=== Section Start ===
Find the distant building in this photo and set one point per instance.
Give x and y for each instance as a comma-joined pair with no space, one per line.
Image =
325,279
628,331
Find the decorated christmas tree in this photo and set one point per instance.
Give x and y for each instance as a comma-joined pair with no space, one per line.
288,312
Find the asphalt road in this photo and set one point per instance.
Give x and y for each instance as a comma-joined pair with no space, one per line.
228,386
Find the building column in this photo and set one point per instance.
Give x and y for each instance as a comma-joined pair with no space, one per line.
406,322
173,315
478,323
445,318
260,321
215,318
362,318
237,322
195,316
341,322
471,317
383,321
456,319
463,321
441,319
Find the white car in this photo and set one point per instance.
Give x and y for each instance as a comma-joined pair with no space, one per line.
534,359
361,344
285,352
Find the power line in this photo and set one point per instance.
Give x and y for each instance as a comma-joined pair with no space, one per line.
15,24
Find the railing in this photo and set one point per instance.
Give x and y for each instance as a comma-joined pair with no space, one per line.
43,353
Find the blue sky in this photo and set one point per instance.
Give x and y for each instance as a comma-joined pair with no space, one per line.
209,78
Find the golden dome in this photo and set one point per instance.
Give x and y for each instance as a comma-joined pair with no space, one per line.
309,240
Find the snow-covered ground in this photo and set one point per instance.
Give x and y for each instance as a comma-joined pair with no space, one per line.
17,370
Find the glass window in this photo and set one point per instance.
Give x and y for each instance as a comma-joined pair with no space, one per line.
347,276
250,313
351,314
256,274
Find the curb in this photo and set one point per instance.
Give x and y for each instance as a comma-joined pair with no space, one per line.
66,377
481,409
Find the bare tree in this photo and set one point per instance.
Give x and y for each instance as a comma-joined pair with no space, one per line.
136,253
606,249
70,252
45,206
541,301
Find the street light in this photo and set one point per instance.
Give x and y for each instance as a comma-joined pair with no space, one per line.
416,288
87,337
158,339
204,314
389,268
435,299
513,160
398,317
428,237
=== Section End ===
[Required work] Write the listing out again, exactly as it reads.

[Answer space]
Find the distant building in this photo and set one point per instance.
Give x and y for each instance as a comma-joined pair with no space, one per line.
Image =
325,279
628,331
Find the decorated christmas tree in this photo and set one point per instance.
Give x and y for each instance as a comma-joined pair with no space, one per line.
288,312
Find the asphalt road in this photo and set one point per instance.
Give x and y for each instance as a comma-joined pair with no space, one per line.
228,386
Find the building column in this photo and set one point per instance.
Give x and y for each instance as a comma-joined pair with no space, one per line.
406,322
173,315
478,323
445,318
260,321
215,318
362,318
237,322
195,316
341,322
471,317
383,321
456,319
463,321
441,319
Find the white car in this photo and set one point per instance.
Give x and y for each instance as a comma-joined pair with no space, one per line.
534,359
361,344
285,352
Find the power line in this photo and set one point per instance.
Give x and y for each instance as a comma-joined pair with no space, one per line.
15,24
Find the railing in this photo and set one point per instance.
Give x and y for each instance as a comma-joined pair with no space, one per line.
43,353
Find the blue sky in this photo and set one point per instance.
Give x and y for each instance as a comma-joined pair with no space, one per line.
209,78
Find the golden dome in this photo and set one point per instance.
Give x and y for each instance as a comma-joined pair with no space, one per line.
309,240
Find the snow-covered ground in this photo and set one point per instance.
Give x and y for each instance as a comma-joined pair with no space, one per line.
17,370
Find the glass window in this photo and set one point per instance.
Give x and y for each instance as a comma-joined pair with no space, one per line.
347,276
250,313
351,314
256,274
Find the curb in this photo and set one point per instance.
Give x and y for each instance as a comma-joined pair with no space, one per line.
66,377
481,409
Find the bare tree in this photo and set one point per instance.
Give x and y for each instance as a comma-joined pair with no space, one per line.
136,253
606,249
70,252
45,206
541,301
Find the street light in this photo and set one point per instance.
Give x and y for each instance as a comma-joined pair with no space, one per line.
416,288
87,337
158,339
204,314
389,268
435,299
513,160
398,317
428,237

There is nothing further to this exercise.